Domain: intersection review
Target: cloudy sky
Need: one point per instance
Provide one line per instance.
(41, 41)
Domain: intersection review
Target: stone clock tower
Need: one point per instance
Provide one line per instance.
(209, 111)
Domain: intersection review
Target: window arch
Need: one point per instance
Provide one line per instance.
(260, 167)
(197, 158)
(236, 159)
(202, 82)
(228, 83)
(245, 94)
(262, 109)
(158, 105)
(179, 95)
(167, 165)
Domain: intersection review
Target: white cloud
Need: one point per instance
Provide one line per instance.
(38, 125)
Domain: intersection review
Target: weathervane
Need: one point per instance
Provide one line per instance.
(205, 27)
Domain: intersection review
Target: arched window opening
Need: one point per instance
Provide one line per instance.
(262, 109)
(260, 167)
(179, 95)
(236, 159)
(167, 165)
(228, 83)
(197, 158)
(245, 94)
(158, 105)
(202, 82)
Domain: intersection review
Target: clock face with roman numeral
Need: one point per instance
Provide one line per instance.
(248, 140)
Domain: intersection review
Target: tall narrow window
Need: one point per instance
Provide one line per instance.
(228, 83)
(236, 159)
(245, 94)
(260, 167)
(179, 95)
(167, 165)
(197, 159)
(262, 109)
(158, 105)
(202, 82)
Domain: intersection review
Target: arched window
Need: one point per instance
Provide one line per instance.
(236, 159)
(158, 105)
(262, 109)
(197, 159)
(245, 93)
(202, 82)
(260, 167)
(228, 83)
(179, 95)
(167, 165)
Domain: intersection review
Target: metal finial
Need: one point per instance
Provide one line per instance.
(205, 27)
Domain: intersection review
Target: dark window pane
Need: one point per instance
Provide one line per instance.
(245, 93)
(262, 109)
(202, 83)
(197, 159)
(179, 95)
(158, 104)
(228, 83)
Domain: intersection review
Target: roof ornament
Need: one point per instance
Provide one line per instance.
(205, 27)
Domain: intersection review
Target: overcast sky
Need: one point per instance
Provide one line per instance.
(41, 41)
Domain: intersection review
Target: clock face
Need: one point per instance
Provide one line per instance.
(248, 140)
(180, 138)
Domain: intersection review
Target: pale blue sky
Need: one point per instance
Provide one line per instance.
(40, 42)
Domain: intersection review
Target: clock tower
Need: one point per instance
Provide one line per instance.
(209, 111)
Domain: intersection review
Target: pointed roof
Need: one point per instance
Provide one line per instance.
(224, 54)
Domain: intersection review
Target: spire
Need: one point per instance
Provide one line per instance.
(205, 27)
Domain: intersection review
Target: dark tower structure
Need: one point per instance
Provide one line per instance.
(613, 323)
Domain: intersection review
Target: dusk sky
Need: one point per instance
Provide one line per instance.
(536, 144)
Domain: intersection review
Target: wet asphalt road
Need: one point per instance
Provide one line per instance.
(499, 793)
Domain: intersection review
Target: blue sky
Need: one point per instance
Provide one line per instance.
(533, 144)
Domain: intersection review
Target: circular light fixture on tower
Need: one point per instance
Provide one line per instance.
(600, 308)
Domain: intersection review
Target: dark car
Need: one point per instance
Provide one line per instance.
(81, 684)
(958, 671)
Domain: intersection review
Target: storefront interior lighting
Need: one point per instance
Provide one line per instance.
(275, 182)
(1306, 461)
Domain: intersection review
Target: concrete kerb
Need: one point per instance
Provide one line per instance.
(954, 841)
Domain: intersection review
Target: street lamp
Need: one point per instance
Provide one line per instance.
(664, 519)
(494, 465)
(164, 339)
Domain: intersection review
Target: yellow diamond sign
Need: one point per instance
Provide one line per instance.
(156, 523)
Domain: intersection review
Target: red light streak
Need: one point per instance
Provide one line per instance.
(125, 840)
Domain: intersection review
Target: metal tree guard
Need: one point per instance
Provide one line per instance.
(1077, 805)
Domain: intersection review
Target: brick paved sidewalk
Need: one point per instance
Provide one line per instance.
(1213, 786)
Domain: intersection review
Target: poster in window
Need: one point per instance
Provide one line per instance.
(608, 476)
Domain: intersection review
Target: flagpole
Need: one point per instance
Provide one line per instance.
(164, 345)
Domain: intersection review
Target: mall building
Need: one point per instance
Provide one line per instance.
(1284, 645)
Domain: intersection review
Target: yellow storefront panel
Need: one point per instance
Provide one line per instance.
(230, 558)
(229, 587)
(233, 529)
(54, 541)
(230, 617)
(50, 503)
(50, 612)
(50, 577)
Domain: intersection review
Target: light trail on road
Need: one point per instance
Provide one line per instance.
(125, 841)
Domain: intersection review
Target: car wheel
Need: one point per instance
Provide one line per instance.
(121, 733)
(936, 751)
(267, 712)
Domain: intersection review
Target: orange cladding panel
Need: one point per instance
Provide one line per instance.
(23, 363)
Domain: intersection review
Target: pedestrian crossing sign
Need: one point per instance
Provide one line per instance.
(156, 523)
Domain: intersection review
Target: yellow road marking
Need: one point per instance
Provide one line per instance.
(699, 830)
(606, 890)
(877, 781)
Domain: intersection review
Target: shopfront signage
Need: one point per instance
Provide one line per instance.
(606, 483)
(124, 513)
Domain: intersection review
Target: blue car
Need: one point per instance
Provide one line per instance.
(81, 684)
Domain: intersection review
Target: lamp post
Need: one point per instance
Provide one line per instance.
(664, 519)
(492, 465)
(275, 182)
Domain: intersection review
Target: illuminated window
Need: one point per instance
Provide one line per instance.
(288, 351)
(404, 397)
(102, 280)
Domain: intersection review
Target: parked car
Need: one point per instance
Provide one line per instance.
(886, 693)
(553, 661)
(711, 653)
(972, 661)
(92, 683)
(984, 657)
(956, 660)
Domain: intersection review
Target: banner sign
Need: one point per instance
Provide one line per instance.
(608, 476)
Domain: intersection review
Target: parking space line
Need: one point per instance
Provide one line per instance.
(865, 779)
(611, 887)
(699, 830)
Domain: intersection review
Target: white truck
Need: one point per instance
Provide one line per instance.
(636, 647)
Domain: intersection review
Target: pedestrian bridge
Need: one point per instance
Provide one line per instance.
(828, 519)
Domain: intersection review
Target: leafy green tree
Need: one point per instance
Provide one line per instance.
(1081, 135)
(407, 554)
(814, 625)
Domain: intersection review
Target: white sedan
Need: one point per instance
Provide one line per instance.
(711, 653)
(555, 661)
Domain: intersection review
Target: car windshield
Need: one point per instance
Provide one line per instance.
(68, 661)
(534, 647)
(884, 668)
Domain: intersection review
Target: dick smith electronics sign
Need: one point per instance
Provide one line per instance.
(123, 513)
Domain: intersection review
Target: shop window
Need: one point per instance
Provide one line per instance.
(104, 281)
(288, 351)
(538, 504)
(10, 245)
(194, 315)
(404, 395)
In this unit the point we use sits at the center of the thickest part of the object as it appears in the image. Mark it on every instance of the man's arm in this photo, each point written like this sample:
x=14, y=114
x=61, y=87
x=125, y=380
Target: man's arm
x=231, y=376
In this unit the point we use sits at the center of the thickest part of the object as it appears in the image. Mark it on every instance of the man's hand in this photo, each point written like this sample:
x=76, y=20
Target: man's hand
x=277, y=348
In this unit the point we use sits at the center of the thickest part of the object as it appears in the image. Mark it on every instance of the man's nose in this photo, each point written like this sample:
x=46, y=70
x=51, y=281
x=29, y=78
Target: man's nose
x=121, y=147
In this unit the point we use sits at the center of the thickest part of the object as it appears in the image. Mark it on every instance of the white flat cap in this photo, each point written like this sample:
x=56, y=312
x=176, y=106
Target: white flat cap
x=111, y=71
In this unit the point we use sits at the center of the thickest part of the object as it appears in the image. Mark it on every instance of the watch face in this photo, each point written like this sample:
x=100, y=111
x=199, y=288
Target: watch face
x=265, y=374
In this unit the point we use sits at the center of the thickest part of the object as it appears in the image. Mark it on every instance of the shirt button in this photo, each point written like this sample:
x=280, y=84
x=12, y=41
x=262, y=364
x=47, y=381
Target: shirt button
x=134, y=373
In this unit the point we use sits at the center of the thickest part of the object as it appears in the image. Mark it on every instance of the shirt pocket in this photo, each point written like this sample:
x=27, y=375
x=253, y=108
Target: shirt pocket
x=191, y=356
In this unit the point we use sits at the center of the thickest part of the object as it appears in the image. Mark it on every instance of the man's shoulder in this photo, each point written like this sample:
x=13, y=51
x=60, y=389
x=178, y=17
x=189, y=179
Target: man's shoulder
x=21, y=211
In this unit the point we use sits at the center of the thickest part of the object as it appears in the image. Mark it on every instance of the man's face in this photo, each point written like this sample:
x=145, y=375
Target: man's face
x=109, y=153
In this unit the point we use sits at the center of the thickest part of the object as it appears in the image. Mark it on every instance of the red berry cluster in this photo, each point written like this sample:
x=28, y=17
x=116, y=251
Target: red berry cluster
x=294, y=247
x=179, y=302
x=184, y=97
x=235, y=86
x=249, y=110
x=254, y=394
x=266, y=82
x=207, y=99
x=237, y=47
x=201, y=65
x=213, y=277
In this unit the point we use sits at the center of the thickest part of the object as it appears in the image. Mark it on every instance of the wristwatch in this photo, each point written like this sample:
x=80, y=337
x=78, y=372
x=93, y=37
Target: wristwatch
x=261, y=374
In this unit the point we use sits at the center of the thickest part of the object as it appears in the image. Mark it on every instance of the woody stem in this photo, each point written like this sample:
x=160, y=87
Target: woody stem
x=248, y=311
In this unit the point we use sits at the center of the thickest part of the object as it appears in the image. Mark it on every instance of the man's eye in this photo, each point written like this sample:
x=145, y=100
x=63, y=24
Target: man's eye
--------------------------------------------------
> [PROBLEM TO WORK ON]:
Return, unchanged, each line from the line containing "of the wristwatch" through the last line of the material.

> [WRITTEN SOLUTION]:
In this unit the point we use sits at the center of the thickest part of the object as it appears in the image. Mark it on every instance of the wristwatch in this photo, each point written like this sample:
x=80, y=337
x=78, y=372
x=93, y=37
Target: wristwatch
x=261, y=374
In this unit the point we use sits at the center of the thickest part of the object as it appears in the image. Mark it on every instance of the woody stem in this photo, each point written like this sample:
x=160, y=87
Target: woody stem
x=248, y=311
In this unit the point we use sits at the center of the thickest part of the object as it appears in the image. Mark it on every instance of the man's eye in this photo, each point written like this sample:
x=145, y=100
x=63, y=24
Target: man's eye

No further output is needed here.